Set task A: Using the issue comment below, say whether each statement agrees with it, answering yes or no and quoting the words that decide it. (i) The issue is assigned to Kengo Seki. (ii) The issue has Major priority. (iii) The commenter has already submitted a pull request for the issue.
Set task B: Count the lines in the listing that contain the string "window". Give only the number.

Source document:
-.-.-
[ 
https://issues.apache.org/jira/browse/GOBBLIN-1367?page=com.atlassian.jira.plugin.system.issuetabpanels:comment-tabpanel&focusedCommentId=17492905#comment-17492905
 ] 

Kengo Seki commented on GOBBLIN-1367:
-------------------------------------

Hi [~shirshanka], are you going to address this issue?
I've already submitted a PR on it, so I'd be glad if you review it.
https://github.com/apache/gobblin/pull/3209


> Fix PostgresqlExtractor's unnecessary string replacement
> --------------------------------------------------------
>
>                 Key: GOBBLIN-1367
>                 URL: https://issues.apache.org/jira/browse/GOBBLIN-1367
>             Project: Apache Gobblin
>          Issue Type: Bug
>          Components: gobblin-sql
>            Reporter: Kengo Seki
>            Assignee: Shirshanka Das
>            Priority: Major
>          Time Spent: 1h
>  Remaining Estimate: 0h
>
> I tried to run PostgreSQL Source/Extractor with the following minimal config,
> {code}
> $ psql
> psql (12.5 (Ubuntu 12.5-0ubuntu0.20.04.1))
> Type "help" for help.
> sekikn=# \c
> You are now connected to database "sekikn" as user "sekikn".
-.-.-
Entries provided:
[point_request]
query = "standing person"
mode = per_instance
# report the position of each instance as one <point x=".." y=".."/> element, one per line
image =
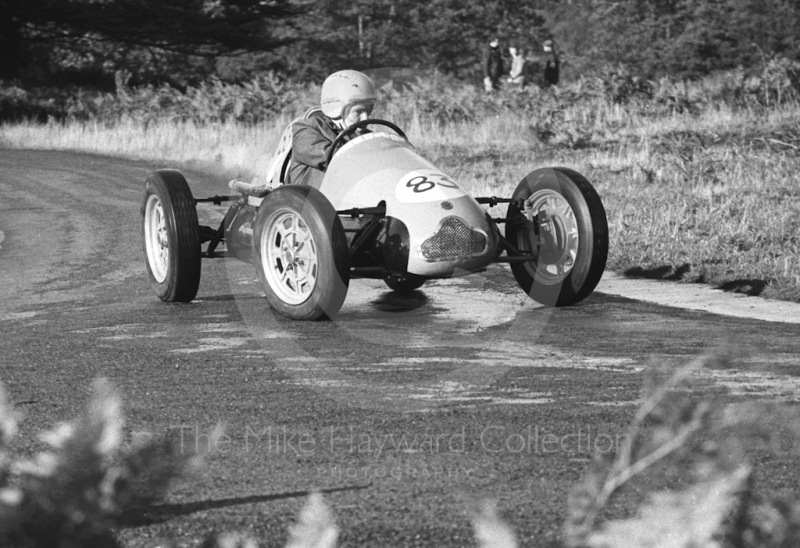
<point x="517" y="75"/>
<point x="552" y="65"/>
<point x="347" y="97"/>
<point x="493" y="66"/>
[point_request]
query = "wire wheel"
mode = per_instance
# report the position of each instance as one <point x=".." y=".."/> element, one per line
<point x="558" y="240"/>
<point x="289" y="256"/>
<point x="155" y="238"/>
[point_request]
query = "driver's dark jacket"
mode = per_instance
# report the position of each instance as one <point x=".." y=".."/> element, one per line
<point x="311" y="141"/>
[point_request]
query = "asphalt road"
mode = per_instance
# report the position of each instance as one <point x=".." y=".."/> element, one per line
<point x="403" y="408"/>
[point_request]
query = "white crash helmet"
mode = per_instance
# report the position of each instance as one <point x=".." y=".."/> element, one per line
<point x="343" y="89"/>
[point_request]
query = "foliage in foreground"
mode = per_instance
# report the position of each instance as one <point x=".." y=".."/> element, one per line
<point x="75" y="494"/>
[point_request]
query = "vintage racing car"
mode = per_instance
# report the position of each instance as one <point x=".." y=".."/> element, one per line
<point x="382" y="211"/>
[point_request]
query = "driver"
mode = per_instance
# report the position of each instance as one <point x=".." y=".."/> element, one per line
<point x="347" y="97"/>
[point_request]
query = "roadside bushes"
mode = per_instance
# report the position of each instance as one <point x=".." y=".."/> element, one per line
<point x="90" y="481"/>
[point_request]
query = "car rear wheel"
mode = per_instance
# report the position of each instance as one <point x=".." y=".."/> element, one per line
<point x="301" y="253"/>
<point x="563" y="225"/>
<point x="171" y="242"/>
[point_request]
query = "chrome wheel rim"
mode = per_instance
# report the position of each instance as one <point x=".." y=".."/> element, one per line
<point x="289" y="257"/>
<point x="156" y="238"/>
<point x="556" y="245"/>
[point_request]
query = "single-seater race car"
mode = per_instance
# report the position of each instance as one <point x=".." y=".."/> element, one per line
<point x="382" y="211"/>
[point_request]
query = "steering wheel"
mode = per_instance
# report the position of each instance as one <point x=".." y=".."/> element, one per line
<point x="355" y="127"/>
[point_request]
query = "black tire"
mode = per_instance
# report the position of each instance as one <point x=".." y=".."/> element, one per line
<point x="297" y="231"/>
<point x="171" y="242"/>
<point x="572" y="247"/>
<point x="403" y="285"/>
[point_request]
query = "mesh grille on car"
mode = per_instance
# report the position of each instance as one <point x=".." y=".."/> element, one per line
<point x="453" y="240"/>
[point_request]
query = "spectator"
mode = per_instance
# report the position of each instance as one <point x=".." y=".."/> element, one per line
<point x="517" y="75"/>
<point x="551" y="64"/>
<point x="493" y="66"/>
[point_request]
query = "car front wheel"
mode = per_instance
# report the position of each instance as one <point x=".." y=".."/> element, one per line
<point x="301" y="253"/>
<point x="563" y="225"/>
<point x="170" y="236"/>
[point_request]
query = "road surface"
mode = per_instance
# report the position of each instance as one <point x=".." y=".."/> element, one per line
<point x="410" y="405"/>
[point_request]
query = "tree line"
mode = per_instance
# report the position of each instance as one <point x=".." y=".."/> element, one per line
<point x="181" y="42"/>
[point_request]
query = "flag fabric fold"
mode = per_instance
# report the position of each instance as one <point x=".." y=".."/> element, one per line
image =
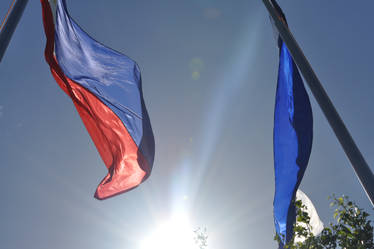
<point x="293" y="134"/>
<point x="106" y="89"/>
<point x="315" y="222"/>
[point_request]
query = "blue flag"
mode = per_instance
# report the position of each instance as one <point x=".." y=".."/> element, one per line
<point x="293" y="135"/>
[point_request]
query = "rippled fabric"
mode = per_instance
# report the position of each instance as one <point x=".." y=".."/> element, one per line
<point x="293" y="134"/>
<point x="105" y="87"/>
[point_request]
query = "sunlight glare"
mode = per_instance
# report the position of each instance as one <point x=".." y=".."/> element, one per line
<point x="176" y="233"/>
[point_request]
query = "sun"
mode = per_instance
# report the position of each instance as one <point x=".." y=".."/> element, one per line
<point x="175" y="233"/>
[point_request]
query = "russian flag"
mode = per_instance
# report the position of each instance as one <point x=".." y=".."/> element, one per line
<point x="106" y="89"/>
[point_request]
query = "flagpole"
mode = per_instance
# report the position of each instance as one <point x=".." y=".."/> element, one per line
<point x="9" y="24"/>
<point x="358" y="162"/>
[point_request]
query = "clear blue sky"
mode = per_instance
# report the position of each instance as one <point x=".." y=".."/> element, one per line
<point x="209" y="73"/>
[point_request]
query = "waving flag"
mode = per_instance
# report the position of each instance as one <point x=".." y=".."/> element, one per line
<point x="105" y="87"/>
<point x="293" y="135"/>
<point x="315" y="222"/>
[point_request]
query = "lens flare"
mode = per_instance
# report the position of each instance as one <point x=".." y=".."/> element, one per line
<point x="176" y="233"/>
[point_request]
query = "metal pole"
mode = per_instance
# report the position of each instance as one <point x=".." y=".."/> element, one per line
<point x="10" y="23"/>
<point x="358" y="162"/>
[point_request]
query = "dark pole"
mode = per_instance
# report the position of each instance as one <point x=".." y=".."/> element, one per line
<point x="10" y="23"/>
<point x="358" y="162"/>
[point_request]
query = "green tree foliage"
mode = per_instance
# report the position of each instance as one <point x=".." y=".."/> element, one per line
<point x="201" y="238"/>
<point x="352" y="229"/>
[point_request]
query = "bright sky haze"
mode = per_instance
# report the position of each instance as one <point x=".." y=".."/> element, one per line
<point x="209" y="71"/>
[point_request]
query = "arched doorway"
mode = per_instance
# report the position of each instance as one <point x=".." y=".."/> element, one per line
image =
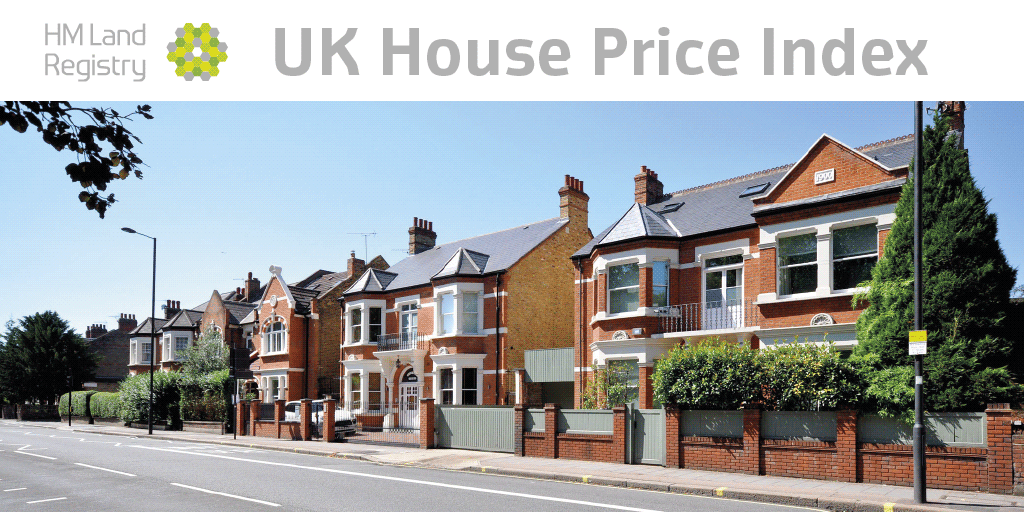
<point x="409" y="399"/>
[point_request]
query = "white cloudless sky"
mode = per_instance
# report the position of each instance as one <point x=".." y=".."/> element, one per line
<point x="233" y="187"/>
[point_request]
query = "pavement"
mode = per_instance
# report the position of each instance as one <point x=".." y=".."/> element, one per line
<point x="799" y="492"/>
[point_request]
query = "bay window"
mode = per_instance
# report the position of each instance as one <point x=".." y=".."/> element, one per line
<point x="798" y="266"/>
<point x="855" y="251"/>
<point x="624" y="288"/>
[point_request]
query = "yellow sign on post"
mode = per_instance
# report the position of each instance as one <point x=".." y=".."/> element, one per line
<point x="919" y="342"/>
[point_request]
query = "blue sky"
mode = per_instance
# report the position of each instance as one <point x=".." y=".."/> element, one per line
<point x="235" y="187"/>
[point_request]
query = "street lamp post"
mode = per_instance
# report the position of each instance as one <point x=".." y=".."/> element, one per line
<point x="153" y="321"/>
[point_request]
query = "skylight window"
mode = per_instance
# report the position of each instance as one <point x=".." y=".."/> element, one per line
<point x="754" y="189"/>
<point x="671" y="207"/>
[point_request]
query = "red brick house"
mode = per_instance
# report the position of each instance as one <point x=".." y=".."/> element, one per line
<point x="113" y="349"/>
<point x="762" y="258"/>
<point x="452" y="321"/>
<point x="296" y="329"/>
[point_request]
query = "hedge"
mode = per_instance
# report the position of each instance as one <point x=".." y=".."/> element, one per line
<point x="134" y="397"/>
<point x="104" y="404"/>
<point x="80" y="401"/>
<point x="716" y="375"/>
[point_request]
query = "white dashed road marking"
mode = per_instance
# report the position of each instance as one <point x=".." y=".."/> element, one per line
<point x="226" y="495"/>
-.-.-
Output A:
(i) No: "Assignee: Shirshanka Das"
(ii) Yes: "Priority: Major"
(iii) Yes: "I've already submitted a PR on it"

Output B: 2